LESETEXT:
------------------------------

Menü Schließen

Bahnlärm im Mittelrheintal: Leisere Güterzüge, aber Daten deuten auf Probleme

Züge im Mittelrheintal. (Foto: Piel media)

Ab 13. Dezember sind laute Güterzüge in Deutschland verboten – und auch im besonders vom Bahnlärm geplagten Mittelrheintal soll es dann leiser werden. Laut dem jüngst vorgestellten Lärmschutzbericht der Deutschen Bahn sollen für insgesamt 35 Einzelprojekte 130 Millionen Euro in Lärmschutzmaßnahmen investiert werden. Doch deuten Messdaten auf Probleme beim Halbieren der Lautstärke.

Züge im Mittelrheintal. (Foto: Piel media)
Züge im Mittelrheintal. (Foto: Piel media)

------------------------------

ANGEZEIGTE DATEN:
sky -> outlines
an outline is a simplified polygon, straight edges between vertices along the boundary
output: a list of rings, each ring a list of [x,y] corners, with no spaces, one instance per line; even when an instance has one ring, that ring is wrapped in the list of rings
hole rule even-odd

------------------------------

Der Text über den Bahnlärm im Mittelrheintal ist vollständig und wortgetreu zu wiederholen.

ANTWORT:
Menü Schließen

Bahnlärm im Mittelrheintal: Leisere Güterzüge, aber Daten deuten auf Probleme

Züge im Mittelrheintal. (Foto: Piel media)

Ab 13. Dezember sind laute Güterzüge in Deutschland verboten – und auch im besonders vom Bahnlärm geplagten Mittelrheintal soll es dann leiser werden. Laut dem jüngst vorgestellten Lärmschutzbericht der Deutschen Bahn sollen für insgesamt 35 Einzelprojekte 130 Millionen Euro in Lärmschutzmaßnahmen investiert werden. Doch deuten Messdaten auf Probleme beim Halbieren der Lautstärke.

Züge im Mittelrheintal. (Foto: Piel media)
Züge im Mittelrheintal. (Foto: Piel media)